> **What you will do**: Starting at the top of the entries below, print each line exactly until the line with "Highlight ear." has been printed too.

-------- Material provided

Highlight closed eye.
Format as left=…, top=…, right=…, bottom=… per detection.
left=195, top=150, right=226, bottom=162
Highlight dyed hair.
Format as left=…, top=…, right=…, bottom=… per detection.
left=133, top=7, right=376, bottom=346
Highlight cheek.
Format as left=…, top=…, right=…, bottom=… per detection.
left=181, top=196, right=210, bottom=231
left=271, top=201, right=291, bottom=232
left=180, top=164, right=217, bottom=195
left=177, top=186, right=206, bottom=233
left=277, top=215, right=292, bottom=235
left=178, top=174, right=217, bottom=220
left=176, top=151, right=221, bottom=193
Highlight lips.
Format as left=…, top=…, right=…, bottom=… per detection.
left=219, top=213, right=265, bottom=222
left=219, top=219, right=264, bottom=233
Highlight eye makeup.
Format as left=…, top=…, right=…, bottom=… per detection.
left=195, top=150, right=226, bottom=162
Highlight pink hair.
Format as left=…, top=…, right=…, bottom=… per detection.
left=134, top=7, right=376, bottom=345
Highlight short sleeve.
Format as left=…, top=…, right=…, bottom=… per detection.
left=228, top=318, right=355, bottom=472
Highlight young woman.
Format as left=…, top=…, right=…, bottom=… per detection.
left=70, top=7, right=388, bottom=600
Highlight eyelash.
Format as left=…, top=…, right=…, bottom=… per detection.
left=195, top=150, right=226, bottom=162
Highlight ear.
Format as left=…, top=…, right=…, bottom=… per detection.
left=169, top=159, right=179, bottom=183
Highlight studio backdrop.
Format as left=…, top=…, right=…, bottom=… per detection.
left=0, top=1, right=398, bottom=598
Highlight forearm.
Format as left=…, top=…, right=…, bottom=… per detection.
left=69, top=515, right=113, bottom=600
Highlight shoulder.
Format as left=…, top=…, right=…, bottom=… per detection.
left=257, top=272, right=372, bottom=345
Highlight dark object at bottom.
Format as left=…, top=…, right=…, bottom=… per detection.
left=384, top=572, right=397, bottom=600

----------------

> **Exercise result**:
Highlight closed eye.
Format as left=…, top=…, right=…, bottom=… per detection.
left=195, top=150, right=226, bottom=162
Highlight dyed hair.
Format as left=…, top=…, right=…, bottom=… per detection.
left=133, top=7, right=376, bottom=346
Highlight cheek.
Format as left=…, top=…, right=…, bottom=… per detection.
left=181, top=196, right=210, bottom=231
left=271, top=201, right=291, bottom=232
left=180, top=164, right=217, bottom=195
left=177, top=186, right=206, bottom=233
left=277, top=215, right=292, bottom=235
left=178, top=174, right=217, bottom=220
left=176, top=151, right=221, bottom=193
Highlight lips.
Format as left=…, top=…, right=…, bottom=… per detection.
left=219, top=213, right=265, bottom=222
left=219, top=219, right=264, bottom=233
Highlight eye makeup.
Format as left=…, top=…, right=…, bottom=… per detection.
left=195, top=150, right=226, bottom=162
Highlight pink hair.
Format as left=…, top=…, right=…, bottom=… per detection.
left=134, top=7, right=376, bottom=345
Highlight short sleeve.
Format as left=…, top=…, right=…, bottom=… per detection.
left=228, top=318, right=355, bottom=472
Highlight young woman.
Format as left=…, top=…, right=…, bottom=… per detection.
left=70, top=7, right=388, bottom=600
Highlight eyelash.
Format as left=…, top=…, right=…, bottom=… per detection.
left=195, top=150, right=226, bottom=162
Highlight ear.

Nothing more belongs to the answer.